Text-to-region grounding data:

***

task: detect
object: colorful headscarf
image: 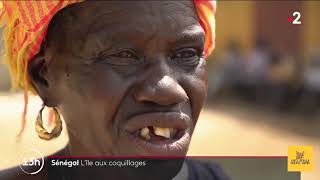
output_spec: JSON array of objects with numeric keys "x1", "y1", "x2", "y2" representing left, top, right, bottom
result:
[{"x1": 0, "y1": 1, "x2": 216, "y2": 135}]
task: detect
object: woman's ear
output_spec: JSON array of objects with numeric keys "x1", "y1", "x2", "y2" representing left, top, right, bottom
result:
[{"x1": 28, "y1": 53, "x2": 56, "y2": 107}]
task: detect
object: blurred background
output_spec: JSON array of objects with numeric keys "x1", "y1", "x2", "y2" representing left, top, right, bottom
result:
[
  {"x1": 0, "y1": 1, "x2": 319, "y2": 180},
  {"x1": 208, "y1": 1, "x2": 320, "y2": 115}
]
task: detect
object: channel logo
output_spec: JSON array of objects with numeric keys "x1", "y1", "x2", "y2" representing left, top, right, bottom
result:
[
  {"x1": 19, "y1": 148, "x2": 44, "y2": 175},
  {"x1": 288, "y1": 146, "x2": 314, "y2": 172}
]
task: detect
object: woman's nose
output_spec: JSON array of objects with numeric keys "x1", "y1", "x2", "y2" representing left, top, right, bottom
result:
[{"x1": 134, "y1": 75, "x2": 188, "y2": 106}]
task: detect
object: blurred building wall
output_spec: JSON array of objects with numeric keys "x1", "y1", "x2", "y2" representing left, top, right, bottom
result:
[
  {"x1": 0, "y1": 28, "x2": 11, "y2": 91},
  {"x1": 254, "y1": 1, "x2": 303, "y2": 56},
  {"x1": 0, "y1": 63, "x2": 10, "y2": 91},
  {"x1": 214, "y1": 1, "x2": 320, "y2": 59},
  {"x1": 215, "y1": 1, "x2": 253, "y2": 58},
  {"x1": 304, "y1": 1, "x2": 320, "y2": 56}
]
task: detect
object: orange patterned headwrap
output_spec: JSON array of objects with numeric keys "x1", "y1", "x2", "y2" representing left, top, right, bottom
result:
[{"x1": 0, "y1": 1, "x2": 216, "y2": 136}]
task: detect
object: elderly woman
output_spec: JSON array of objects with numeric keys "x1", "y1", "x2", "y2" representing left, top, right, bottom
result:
[{"x1": 0, "y1": 1, "x2": 229, "y2": 180}]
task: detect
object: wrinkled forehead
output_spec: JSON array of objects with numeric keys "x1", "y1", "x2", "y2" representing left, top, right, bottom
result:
[
  {"x1": 70, "y1": 1, "x2": 199, "y2": 28},
  {"x1": 50, "y1": 1, "x2": 203, "y2": 54}
]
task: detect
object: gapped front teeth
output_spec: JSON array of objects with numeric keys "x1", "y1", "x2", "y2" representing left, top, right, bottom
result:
[
  {"x1": 139, "y1": 127, "x2": 177, "y2": 140},
  {"x1": 140, "y1": 127, "x2": 151, "y2": 140},
  {"x1": 153, "y1": 127, "x2": 171, "y2": 138}
]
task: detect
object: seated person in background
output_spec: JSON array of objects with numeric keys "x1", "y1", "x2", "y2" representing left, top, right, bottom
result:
[{"x1": 0, "y1": 1, "x2": 230, "y2": 180}]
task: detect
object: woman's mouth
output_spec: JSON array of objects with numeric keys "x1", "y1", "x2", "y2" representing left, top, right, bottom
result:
[
  {"x1": 138, "y1": 126, "x2": 178, "y2": 140},
  {"x1": 122, "y1": 112, "x2": 192, "y2": 156}
]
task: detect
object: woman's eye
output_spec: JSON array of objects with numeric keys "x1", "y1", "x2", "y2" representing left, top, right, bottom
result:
[
  {"x1": 174, "y1": 50, "x2": 196, "y2": 58},
  {"x1": 97, "y1": 49, "x2": 142, "y2": 66},
  {"x1": 112, "y1": 50, "x2": 137, "y2": 59},
  {"x1": 172, "y1": 48, "x2": 200, "y2": 65}
]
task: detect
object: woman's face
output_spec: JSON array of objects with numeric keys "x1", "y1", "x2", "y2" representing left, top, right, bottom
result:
[{"x1": 30, "y1": 1, "x2": 208, "y2": 156}]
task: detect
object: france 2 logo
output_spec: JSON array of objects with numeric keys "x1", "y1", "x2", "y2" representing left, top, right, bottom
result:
[{"x1": 288, "y1": 11, "x2": 301, "y2": 25}]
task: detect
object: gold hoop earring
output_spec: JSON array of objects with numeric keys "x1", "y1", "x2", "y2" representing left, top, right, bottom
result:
[{"x1": 35, "y1": 106, "x2": 62, "y2": 140}]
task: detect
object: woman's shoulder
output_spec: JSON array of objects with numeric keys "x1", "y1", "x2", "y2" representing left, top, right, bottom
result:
[{"x1": 185, "y1": 159, "x2": 231, "y2": 180}]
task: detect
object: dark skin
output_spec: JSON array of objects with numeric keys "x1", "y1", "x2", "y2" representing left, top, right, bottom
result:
[{"x1": 9, "y1": 1, "x2": 208, "y2": 179}]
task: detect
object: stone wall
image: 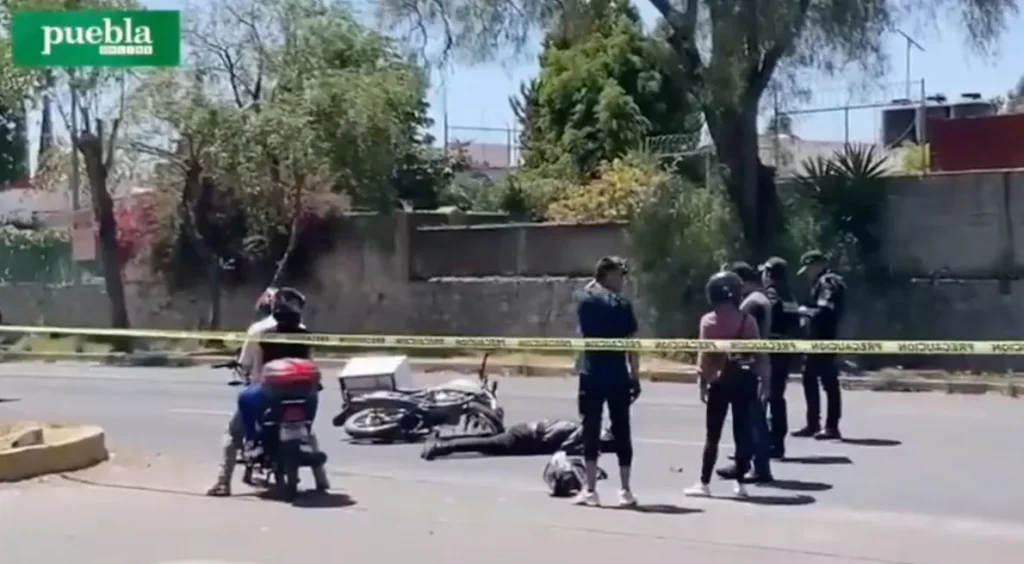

***

(YOUR GOAL): Only the words belong in your copy: restate the data above exactly and leave the images out.

(TASK OUTPUT):
task: detect
object: colorful headscarf
image: 
output_spec: JSON array of objects with numeric keys "x1", "y1", "x2", "y2" representing left, top, right, bottom
result:
[{"x1": 0, "y1": 1, "x2": 216, "y2": 135}]
task: detect
object: woman's ear
output_spec: JSON array of objects with numeric keys "x1", "y1", "x2", "y2" representing left, top, right, bottom
result:
[{"x1": 28, "y1": 53, "x2": 56, "y2": 107}]
task: detect
object: blurred background
output_spec: JSON array of objects with numeric keys "x1", "y1", "x2", "y2" representing left, top, right, bottom
result:
[
  {"x1": 0, "y1": 1, "x2": 319, "y2": 180},
  {"x1": 208, "y1": 1, "x2": 320, "y2": 115}
]
task: detect
object: channel logo
output_spec: JSON array of objects with numeric keys "x1", "y1", "x2", "y2" representing left, top, right, bottom
result:
[
  {"x1": 19, "y1": 148, "x2": 44, "y2": 175},
  {"x1": 288, "y1": 146, "x2": 314, "y2": 172}
]
task: detect
object: woman's nose
output_spec: JSON array of objects with numeric keys "x1", "y1", "x2", "y2" representing left, top, right, bottom
result:
[{"x1": 134, "y1": 75, "x2": 188, "y2": 106}]
task: detect
object: blurred building wall
output_spec: JSON array of objects with numeric keys "x1", "y1", "x2", "y2" representing left, top, right, bottom
result:
[
  {"x1": 0, "y1": 28, "x2": 11, "y2": 91},
  {"x1": 254, "y1": 1, "x2": 303, "y2": 56},
  {"x1": 0, "y1": 63, "x2": 10, "y2": 91},
  {"x1": 214, "y1": 1, "x2": 320, "y2": 59},
  {"x1": 215, "y1": 1, "x2": 253, "y2": 58},
  {"x1": 304, "y1": 1, "x2": 320, "y2": 56}
]
task: detect
object: orange patterned headwrap
output_spec: JSON array of objects with numeric keys "x1", "y1", "x2", "y2" representing left, top, right, bottom
result:
[{"x1": 0, "y1": 1, "x2": 216, "y2": 136}]
task: detect
object: elderly woman
output_spec: JSON array of objects with numeric keys "x1", "y1", "x2", "y2" representing left, top, right, bottom
result:
[{"x1": 0, "y1": 1, "x2": 229, "y2": 180}]
task: detect
object: wrinkled forehead
output_spec: JSON array of objects with numeric keys "x1", "y1", "x2", "y2" representing left, top, right, bottom
result:
[
  {"x1": 70, "y1": 1, "x2": 199, "y2": 28},
  {"x1": 50, "y1": 1, "x2": 203, "y2": 54}
]
task: detect
object: gapped front teeth
output_spec: JSON array of objects with numeric keys "x1", "y1", "x2", "y2" representing left, top, right, bottom
result:
[
  {"x1": 139, "y1": 127, "x2": 177, "y2": 140},
  {"x1": 140, "y1": 127, "x2": 151, "y2": 140},
  {"x1": 153, "y1": 127, "x2": 171, "y2": 138}
]
task: detect
object: seated person in background
output_spec: JSON array of objects with numeric keys "x1", "y1", "x2", "y2" representing left, top, right, bottom
result:
[{"x1": 0, "y1": 1, "x2": 230, "y2": 180}]
task: detect
object: woman's mouth
output_spec: JSON array of objects with numeric keys "x1", "y1", "x2", "y2" representing left, top, right, bottom
result:
[
  {"x1": 138, "y1": 126, "x2": 178, "y2": 140},
  {"x1": 122, "y1": 112, "x2": 192, "y2": 156}
]
task: detect
object: woman's eye
output_spec: JSON array of objects with numeric keys "x1", "y1", "x2", "y2" representing left, top, right, bottom
result:
[
  {"x1": 174, "y1": 50, "x2": 196, "y2": 58},
  {"x1": 97, "y1": 49, "x2": 142, "y2": 66},
  {"x1": 112, "y1": 50, "x2": 137, "y2": 59},
  {"x1": 172, "y1": 48, "x2": 200, "y2": 65}
]
task: detect
object: woman's face
output_spec: JSON array of objects with numeric keys "x1", "y1", "x2", "y2" representing left, top, right, bottom
result:
[{"x1": 30, "y1": 1, "x2": 208, "y2": 156}]
task: detect
object: france 2 logo
output_spec: JSON array of objects with numeric keys "x1", "y1", "x2", "y2" representing left, top, right, bottom
result:
[{"x1": 288, "y1": 11, "x2": 301, "y2": 25}]
task: detect
object: gold hoop earring
output_spec: JSON array of objects with numeric keys "x1", "y1", "x2", "y2" representing left, top, right, bottom
result:
[{"x1": 35, "y1": 106, "x2": 62, "y2": 140}]
task: detect
object: woman's shoulder
output_spec: JSON array of objects with numeric keys "x1", "y1", "x2", "y2" representing left, top, right, bottom
result:
[{"x1": 185, "y1": 159, "x2": 231, "y2": 180}]
task: detect
object: dark skin
output_spec: JSON array of objects with numeric keys "x1", "y1", "x2", "y2" representing left, top, right, bottom
result:
[{"x1": 9, "y1": 1, "x2": 208, "y2": 179}]
task: detect
object: stone wall
image: 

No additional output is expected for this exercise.